#### TASK DETAILS
Every line that includes the word "instance" needs to be copied from the listing.

#### SUPPLIED MATERIAL
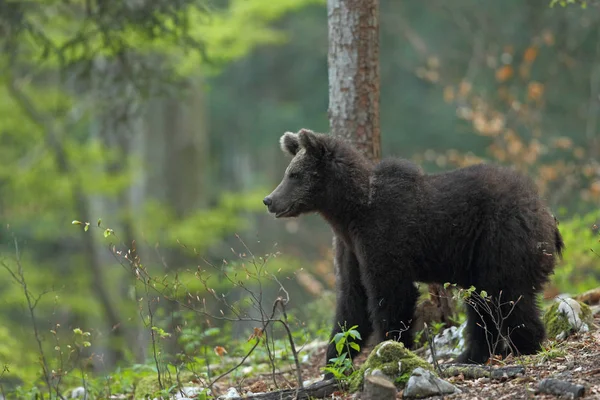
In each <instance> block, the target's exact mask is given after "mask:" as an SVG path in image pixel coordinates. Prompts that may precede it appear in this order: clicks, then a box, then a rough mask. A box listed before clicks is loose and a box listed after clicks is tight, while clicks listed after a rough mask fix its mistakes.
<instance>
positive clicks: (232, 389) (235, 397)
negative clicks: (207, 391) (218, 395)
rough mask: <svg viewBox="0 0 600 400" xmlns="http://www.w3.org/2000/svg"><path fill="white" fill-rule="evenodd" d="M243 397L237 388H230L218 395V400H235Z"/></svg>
mask: <svg viewBox="0 0 600 400" xmlns="http://www.w3.org/2000/svg"><path fill="white" fill-rule="evenodd" d="M241 397H242V396H240V394H239V393H238V391H237V389H236V388H229V390H228V391H227V393H225V394H224V395H222V396H219V397H218V400H233V399H240V398H241Z"/></svg>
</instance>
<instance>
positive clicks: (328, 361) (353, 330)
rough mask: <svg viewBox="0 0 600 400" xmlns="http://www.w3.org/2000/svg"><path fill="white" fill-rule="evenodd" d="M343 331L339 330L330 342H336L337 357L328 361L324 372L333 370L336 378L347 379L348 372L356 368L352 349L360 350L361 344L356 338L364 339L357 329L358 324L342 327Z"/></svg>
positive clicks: (334, 357) (330, 342)
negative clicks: (352, 363)
mask: <svg viewBox="0 0 600 400" xmlns="http://www.w3.org/2000/svg"><path fill="white" fill-rule="evenodd" d="M340 328H341V329H342V331H341V332H338V333H336V334H335V335H334V337H333V338H332V339H331V341H330V343H335V351H336V352H337V357H333V358H331V359H329V360H328V361H327V365H326V366H325V367H323V368H322V369H323V371H324V372H331V373H332V374H333V376H334V378H335V379H337V380H346V379H349V378H348V374H349V373H350V376H351V373H354V372H355V369H354V366H353V365H352V359H351V358H350V349H354V350H356V351H360V345H359V344H358V343H356V342H355V340H357V339H358V340H362V338H361V336H360V333H359V332H358V331H357V330H356V328H358V326H357V325H355V326H351V327H350V328H349V329H345V328H344V327H340Z"/></svg>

#### ANSWER SECTION
In each <instance> block, the target's exact mask is given after "mask:" as an SVG path in image pixel coordinates. Prompts that may precede it appear in this order: clicks, then a box, then a rough mask. A box listed before clicks is loose and a box listed after clicks is tight, while clicks listed after a rough mask fix its mistakes.
<instance>
</instance>
<instance>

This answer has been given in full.